- WORK TO COMPLETE
Leave the pictures out. Return all other data exactly.
===== EXCERPTED DATA
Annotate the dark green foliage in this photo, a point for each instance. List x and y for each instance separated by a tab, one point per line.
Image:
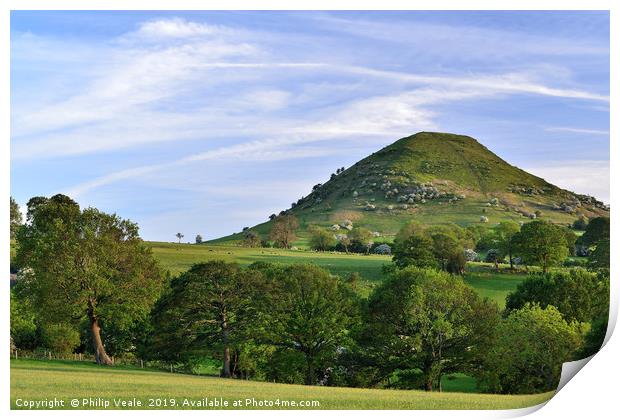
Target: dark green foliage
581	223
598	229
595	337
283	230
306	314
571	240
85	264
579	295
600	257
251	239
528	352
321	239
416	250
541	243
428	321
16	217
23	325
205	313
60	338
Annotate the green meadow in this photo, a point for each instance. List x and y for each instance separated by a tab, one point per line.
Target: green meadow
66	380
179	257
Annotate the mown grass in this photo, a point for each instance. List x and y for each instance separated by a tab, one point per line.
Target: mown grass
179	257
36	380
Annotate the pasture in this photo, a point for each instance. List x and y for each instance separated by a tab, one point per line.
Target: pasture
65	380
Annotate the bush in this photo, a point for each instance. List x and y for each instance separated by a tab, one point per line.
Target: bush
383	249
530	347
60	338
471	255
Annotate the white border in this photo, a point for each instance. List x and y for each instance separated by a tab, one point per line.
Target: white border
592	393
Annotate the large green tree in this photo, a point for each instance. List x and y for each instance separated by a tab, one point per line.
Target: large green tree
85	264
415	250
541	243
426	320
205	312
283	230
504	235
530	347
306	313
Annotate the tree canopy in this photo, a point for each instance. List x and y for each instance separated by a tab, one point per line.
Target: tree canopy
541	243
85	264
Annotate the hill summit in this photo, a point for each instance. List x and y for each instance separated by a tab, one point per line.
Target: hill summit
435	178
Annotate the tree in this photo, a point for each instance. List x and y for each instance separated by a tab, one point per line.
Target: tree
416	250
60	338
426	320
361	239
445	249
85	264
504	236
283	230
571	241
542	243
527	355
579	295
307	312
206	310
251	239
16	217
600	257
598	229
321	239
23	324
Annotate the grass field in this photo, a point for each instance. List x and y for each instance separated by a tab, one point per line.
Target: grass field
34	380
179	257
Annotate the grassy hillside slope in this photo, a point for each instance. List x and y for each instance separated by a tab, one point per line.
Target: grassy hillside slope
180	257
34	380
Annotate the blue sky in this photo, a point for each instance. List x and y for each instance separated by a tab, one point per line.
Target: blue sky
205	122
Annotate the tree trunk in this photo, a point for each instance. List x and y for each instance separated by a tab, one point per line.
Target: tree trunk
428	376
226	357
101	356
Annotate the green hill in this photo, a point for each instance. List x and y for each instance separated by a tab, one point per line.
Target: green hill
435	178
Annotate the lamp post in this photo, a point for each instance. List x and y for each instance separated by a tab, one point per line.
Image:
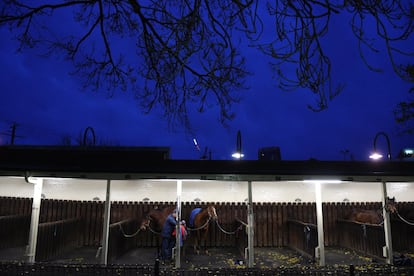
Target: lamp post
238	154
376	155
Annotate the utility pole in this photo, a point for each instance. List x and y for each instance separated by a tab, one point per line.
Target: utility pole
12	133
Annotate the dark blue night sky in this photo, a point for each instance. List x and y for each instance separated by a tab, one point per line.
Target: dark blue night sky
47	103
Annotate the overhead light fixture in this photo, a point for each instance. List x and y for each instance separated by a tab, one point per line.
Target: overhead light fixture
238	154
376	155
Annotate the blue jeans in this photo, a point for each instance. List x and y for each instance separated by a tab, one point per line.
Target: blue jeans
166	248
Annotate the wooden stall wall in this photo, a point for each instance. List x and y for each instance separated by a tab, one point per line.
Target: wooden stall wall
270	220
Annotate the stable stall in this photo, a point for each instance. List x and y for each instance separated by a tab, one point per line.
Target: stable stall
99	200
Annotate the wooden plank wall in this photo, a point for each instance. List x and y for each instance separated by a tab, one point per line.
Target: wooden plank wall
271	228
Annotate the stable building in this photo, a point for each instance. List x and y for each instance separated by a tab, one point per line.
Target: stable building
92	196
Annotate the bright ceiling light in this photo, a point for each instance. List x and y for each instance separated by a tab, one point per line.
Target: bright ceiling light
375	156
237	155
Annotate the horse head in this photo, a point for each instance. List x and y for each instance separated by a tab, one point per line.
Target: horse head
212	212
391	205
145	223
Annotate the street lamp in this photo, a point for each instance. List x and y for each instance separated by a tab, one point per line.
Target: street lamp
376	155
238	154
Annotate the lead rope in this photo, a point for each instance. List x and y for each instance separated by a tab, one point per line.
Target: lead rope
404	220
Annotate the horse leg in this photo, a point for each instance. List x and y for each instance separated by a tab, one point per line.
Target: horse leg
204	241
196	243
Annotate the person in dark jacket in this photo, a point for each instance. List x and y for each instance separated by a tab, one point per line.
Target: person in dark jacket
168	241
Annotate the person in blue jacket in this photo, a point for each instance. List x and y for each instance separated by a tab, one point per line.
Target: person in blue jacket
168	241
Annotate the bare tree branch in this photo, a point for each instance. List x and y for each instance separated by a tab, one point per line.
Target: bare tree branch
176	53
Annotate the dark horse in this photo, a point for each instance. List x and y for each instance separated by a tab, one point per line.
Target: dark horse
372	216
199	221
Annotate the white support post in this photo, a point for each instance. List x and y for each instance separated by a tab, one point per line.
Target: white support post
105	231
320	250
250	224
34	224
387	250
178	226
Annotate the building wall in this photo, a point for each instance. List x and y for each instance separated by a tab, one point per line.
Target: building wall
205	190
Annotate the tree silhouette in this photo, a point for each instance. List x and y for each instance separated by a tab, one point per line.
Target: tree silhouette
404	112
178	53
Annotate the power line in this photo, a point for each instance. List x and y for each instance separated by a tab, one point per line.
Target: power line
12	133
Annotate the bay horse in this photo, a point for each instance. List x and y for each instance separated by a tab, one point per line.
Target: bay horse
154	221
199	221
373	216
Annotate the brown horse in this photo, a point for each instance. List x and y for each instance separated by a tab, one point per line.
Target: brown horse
==========
- TASK RESULT
Annotate the dark green foliage in this photo, a point for each instance. List x and y for each instance separated by a tab, one point per line.
Image:
Target: dark green foliage
581	223
598	229
595	337
283	230
306	314
571	240
85	264
579	295
600	257
251	239
528	352
321	239
416	250
541	243
428	321
16	217
23	325
205	313
60	338
Annotate the green meadow in this photo, a point for each instance. List x and y for each instance separated by a tab, one point per line.
Target: green meadow
66	380
179	257
Annotate the mown grass in this photo, a point for each instance. List x and y for each instance separated by a tab, one point per line.
Target: mown grass
179	257
36	380
Annotate the pasture in this photo, a point for each instance. List x and y for each instance separated by a tab, one point per line.
Target: pasture
65	380
Annotate the bush in this photo, a point for each instance. List x and y for each instance separated by a tab, one point per line.
Target: bush
383	249
530	347
60	338
471	255
Annotate the white border in this photo, a point for each instance. List x and y for each instance separated by a tab, one point per line.
Target: white border
592	393
Annotate the large green tree in this photo, a point for each instance. List x and y for each instance separated by a tab, one point per line.
Target: large green tree
85	264
415	250
541	243
426	320
205	312
283	230
504	235
530	347
306	313
Annotate the tree canopy in this photo, a point for each instance. List x and y for each instance separated by a tab, one point per line.
Target: tree canopy
541	243
85	264
Annotate the hill summit in this photo, a point for each instance. List x and y for each instance separated by a tab, one point per line.
Target: hill summit
435	178
Annotate the tree in this photo, a point for each instance. List x and y for each instance separated by a tab, one point per line.
Target: tree
416	250
60	338
426	320
361	239
445	249
85	264
504	236
283	230
571	241
542	243
527	355
579	295
307	312
206	310
251	239
16	217
600	257
598	229
321	239
23	324
Annotate the grass field in this photo, a point for each instance. List x and y for each instance separated by a tab, one point per line.
Target: grass field
34	380
179	257
Annotate the grassy hillside slope in this photo, a point for each instance. List x and y for each instance separated by a tab, one point per line.
Target: grassy hillside slope
180	257
34	380
Annotate the blue sky in this photo, a point for each instance. List x and y for each instance separated by a tab, one point per line.
Target: blue sky
205	122
Annotate the tree trunk in this photo, a point for each instance. List x and y for each instance separated by a tab, one point per line.
Target: tree trunk
428	376
226	357
101	356
Annotate the green hill in this photo, a point for each instance. List x and y for each instance separated by a tab, one point per line.
Target: green hill
435	178
Annotate the lamp post in this photo, a point for each instance. List x and y for each instance separated by a tab, one point per line.
Image:
Target: lamp post
238	154
376	155
Annotate the utility pole in this photo, a point for each instance. List x and y for each instance separated by a tab, one point per line.
Target: utility pole
12	133
Annotate the dark blue night sky in this photo, a point for each instance. List x and y for each instance separated by a tab, one point per line.
Target: dark blue night sky
47	103
Annotate the overhead light fixture in this photo, a point for each instance. List x and y for each instance separated by a tab, one point per line.
Target: overhead light fixture
238	154
376	155
Annotate the blue jeans in this photo, a point for each instance. List x and y for each instance separated by a tab, one point per line.
Target: blue jeans
166	248
Annotate the wooden stall wall in this photo, a point for each instance. List x and y for each instance separated by a tab, one point per line.
Target: wooden stall wall
270	220
Annotate the stable stall in this photo, a point for each instance. List x and y for each instance separated by a tab, one point per line.
Target: stable stall
99	200
Annotate the wooden plank wall in this photo, a point for each instance. List x and y for each instance separated by a tab, one point per line.
Target: wooden plank wall
271	228
Annotate the stable building in this photo, a point for each instance. List x and y for each instance separated by a tab, one point per line.
Target: stable building
92	196
Annotate the bright ceiling light in this photo, a point for each instance. List x and y for each instance separated by a tab, one point per line.
Target: bright ceiling light
375	156
237	155
Annotate the horse head in this photo, a point for each instance. List x and y for each instance separated by a tab, one point per line.
Target: horse head
212	212
391	205
145	223
Annotate the street lamp in this photo, a point for each instance. List x and y for each instance separated by a tab, one point per line.
Target: street lamp
376	155
238	154
Annotate the lead rope in this photo, a point for each instance. List x and y for each instance separated by a tab, one point per line.
Target: lead rope
404	220
Annotate the horse leg in this photo, a point for each instance. List x and y for each instance separated by a tab, one point per line.
Target: horse leg
204	241
196	243
Annotate the person in dark jacket in this photo, a point for each instance. List x and y for each instance separated by a tab, one point per line.
Target: person in dark jacket
168	241
Annotate the person in blue jacket in this photo, a point for each instance. List x and y for each instance separated by a tab, one point per line.
Target: person in blue jacket
168	241
Annotate the bare tree branch in this photo, a point for each instance. List x and y for each instance separated by a tab, one point per line.
Target: bare tree branch
176	53
Annotate the dark horse in this photo, a point for each instance. List x and y for each instance separated by a tab, one point per line.
Target: dark horse
372	216
199	221
Annotate the white support post in this photo, a point for each instance. List x and y for each instance separated by a tab, one point per line.
Target: white support post
105	231
320	250
250	224
34	224
387	250
178	226
Annotate the building wall in this photo, a point for each instance. List x and y for each instance separated by a tab, one point per line.
Target: building wall
205	190
Annotate the tree silhouette in this photo, a point for each instance. List x and y for each instance separated by a tab, one point per line.
Target: tree silhouette
404	112
178	53
Annotate the power line in this photo, a point for each instance. List x and y for each instance separated by a tab, one point per line.
Target: power line
12	133
Annotate the bay horse in this photo, a point for each instance. List x and y for each instance separated by a tab, one point per line.
Target: bay horse
154	221
199	221
373	216
Annotate the brown horse in this photo, a point for each instance. List x and y for each instance separated by a tab, one point per line.
Target: brown horse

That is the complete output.